→ **Required actions**:
**1.** In the passage on memory and moral indifference, restate the words from the one that opens with "We are in the" through "the scapegoated other.", changing "madness" to "frenzy" wherever it occurs.
**2.** Reproduce the listing verbatim, starting with its first line and ending with the line that contains "(1010, 296)", including that line.

→ **Document excerpt**:
------------------------------

It is important, even imperative, that we always remember who we are, for in times especially like these, the obligation placed on us by our memory is awesome and unavoidable. In spite of the duly authorized and official denials, there is a pervasive and persistent moral indifference to the suffering of others, to the destructive harm heaped in heavy loads on their overburdened lives. And there is for us as a people who have suffered so much and struggled so hard for freedom and justice in the world an obligation not to forget, but to remember; not to remain silent, but to bear witness to truth; and not to be tolerant or indifferent to evil, but to relentlessly resist it. Indeed, it is an ethical imperative of our tradition that resounds and rings true through the ages, i.e., that we are to remember and bear witness to truth and set the scales of justice in their proper place, especially among those who have no voice.
We are in the midst of a social madness which an arrogant and hateful group of people have brought upon themselves and imposed on the world. And these people bear responsibility for it not only by direct, damaging and destructive action, but also by morally indifferent collaboration in sinister silence and support. The defining feature of this madness is its merciless attack on the vulnerable, both at home and abroad, both the citizen and the immigrant, the familiar and the “foreign,” in a word, the scapegoated other.

------------------------------

→ **Material shown**:
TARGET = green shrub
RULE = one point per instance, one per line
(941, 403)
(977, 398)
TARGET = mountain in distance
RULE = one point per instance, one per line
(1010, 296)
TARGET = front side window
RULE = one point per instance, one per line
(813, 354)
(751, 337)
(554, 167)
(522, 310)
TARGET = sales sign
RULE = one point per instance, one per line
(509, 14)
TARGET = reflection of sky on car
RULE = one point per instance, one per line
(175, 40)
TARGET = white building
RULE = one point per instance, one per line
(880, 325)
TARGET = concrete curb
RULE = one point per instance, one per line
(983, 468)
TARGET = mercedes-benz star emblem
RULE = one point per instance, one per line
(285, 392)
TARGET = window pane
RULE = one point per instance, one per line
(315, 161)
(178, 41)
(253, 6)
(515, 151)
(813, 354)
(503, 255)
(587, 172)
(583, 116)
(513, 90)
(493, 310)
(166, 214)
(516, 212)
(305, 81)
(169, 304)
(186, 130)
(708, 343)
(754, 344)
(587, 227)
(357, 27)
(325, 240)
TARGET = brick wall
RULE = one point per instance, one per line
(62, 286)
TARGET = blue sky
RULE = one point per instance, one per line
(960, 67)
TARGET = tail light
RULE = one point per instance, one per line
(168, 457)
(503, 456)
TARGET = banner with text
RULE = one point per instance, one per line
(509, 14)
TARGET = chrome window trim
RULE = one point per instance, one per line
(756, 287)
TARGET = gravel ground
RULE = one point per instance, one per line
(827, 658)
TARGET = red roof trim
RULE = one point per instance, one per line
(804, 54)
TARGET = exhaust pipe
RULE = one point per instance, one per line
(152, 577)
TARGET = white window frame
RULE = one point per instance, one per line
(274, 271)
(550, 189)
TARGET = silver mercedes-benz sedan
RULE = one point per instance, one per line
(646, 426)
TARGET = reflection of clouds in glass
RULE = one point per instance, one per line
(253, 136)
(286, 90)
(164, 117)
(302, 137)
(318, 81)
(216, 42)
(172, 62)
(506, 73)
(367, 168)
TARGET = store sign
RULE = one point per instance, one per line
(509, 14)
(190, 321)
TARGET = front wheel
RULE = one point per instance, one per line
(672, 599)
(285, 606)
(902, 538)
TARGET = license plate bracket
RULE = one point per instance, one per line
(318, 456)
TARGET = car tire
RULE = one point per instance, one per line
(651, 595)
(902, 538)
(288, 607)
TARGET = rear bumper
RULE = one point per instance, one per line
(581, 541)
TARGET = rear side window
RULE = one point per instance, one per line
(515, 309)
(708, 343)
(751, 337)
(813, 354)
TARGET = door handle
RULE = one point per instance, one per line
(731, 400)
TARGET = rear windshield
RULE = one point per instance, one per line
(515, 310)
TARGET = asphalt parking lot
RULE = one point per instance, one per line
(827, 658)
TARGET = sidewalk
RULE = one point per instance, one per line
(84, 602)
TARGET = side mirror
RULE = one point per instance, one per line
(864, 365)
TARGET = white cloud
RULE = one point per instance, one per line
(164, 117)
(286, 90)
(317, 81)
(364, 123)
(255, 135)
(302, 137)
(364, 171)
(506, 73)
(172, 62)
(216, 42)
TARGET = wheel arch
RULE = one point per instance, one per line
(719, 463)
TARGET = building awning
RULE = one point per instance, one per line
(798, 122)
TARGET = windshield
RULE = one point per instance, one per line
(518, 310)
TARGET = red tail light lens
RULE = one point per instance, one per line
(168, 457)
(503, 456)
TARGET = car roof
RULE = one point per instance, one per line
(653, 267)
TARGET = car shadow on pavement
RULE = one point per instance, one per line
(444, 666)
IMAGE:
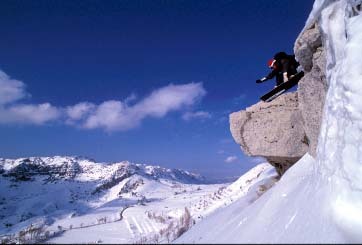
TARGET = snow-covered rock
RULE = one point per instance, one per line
(312, 88)
(318, 200)
(77, 200)
(272, 130)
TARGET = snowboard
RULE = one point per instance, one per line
(282, 88)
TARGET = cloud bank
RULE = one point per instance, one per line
(231, 159)
(111, 115)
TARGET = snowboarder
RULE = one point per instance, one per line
(283, 67)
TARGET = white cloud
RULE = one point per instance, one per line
(79, 111)
(220, 152)
(196, 115)
(10, 90)
(29, 114)
(110, 115)
(116, 115)
(231, 159)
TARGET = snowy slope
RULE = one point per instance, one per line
(70, 199)
(317, 200)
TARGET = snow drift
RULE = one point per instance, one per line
(318, 200)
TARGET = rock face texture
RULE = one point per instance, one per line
(284, 129)
(312, 88)
(272, 130)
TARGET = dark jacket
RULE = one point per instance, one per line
(283, 63)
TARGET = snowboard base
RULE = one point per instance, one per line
(282, 88)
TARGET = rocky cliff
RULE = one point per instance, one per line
(283, 130)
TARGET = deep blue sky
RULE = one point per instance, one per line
(72, 51)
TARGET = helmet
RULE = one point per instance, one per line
(271, 62)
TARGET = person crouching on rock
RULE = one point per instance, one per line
(283, 67)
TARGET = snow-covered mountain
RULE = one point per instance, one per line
(74, 199)
(318, 200)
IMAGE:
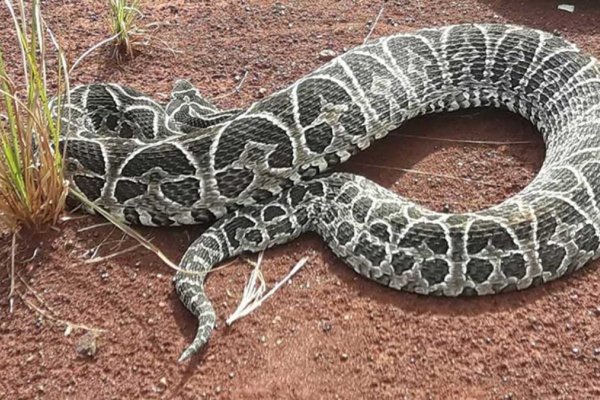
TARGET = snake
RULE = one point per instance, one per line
(263, 175)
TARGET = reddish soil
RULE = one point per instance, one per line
(329, 333)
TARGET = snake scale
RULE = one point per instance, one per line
(260, 172)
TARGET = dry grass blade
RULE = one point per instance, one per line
(124, 16)
(129, 231)
(32, 188)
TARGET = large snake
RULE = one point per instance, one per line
(258, 171)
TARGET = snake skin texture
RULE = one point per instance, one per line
(259, 172)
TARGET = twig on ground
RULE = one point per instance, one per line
(94, 226)
(253, 297)
(374, 23)
(69, 326)
(50, 313)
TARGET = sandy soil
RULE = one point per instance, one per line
(327, 334)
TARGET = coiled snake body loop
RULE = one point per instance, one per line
(259, 171)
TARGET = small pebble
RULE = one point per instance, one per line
(87, 345)
(327, 54)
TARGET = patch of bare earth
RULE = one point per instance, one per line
(329, 333)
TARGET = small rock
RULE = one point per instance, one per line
(327, 54)
(162, 384)
(87, 345)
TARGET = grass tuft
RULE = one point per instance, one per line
(124, 16)
(32, 185)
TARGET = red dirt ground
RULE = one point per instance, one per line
(329, 333)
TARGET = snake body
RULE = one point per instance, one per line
(259, 172)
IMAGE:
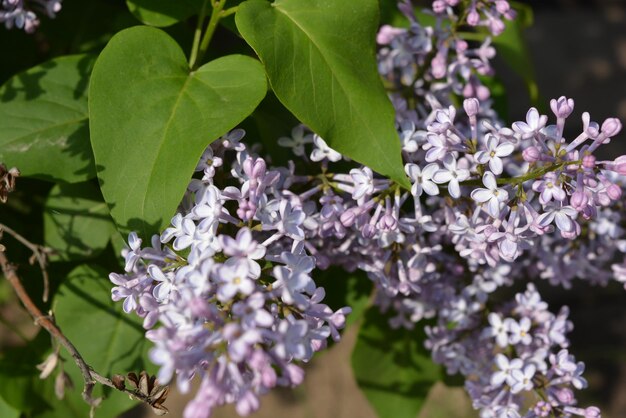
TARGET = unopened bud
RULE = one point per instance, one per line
(531, 154)
(614, 192)
(471, 106)
(589, 161)
(473, 18)
(563, 107)
(611, 127)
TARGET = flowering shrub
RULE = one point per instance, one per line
(396, 169)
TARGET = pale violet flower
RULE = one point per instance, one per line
(563, 216)
(422, 179)
(234, 279)
(494, 153)
(492, 195)
(506, 368)
(534, 123)
(323, 151)
(452, 175)
(522, 379)
(363, 182)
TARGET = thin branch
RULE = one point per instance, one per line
(90, 377)
(40, 253)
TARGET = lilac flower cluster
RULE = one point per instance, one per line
(489, 206)
(519, 358)
(488, 13)
(21, 14)
(423, 65)
(231, 287)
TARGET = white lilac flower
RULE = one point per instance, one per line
(563, 216)
(506, 367)
(233, 279)
(363, 182)
(422, 179)
(452, 175)
(534, 123)
(494, 153)
(522, 379)
(323, 151)
(492, 194)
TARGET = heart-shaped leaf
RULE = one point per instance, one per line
(392, 367)
(151, 119)
(163, 13)
(320, 57)
(44, 120)
(76, 221)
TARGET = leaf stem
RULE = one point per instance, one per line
(197, 35)
(216, 15)
(90, 376)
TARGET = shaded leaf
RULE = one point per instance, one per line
(320, 59)
(151, 119)
(163, 13)
(392, 367)
(44, 120)
(345, 289)
(77, 223)
(109, 340)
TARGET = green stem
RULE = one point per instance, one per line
(197, 35)
(216, 15)
(13, 328)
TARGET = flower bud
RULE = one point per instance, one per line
(614, 192)
(473, 18)
(563, 107)
(502, 6)
(387, 33)
(611, 127)
(347, 218)
(460, 46)
(531, 154)
(565, 396)
(259, 167)
(368, 231)
(589, 161)
(592, 412)
(579, 200)
(482, 92)
(439, 6)
(619, 165)
(471, 106)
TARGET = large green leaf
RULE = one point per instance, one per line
(345, 289)
(44, 120)
(7, 411)
(512, 47)
(320, 59)
(109, 340)
(392, 367)
(151, 119)
(163, 13)
(77, 223)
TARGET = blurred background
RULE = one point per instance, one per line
(578, 48)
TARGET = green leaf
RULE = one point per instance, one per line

------------------------------

→ **Task results**:
**1.**
We are in the midst of a social frenzy which an arrogant and hateful group of people have brought upon themselves and imposed on the world. And these people bear responsibility for it not only by direct, damaging and destructive action, but also by morally indifferent collaboration in sinister silence and support. The defining feature of this frenzy is its merciless attack on the vulnerable, both at home and abroad, both the citizen and the immigrant, the familiar and the “foreign,” in a word, the scapegoated other.

**2.**
TARGET = green shrub
RULE = one point per instance, one per line
(941, 403)
(977, 398)
TARGET = mountain in distance
RULE = one point per instance, one per line
(1010, 296)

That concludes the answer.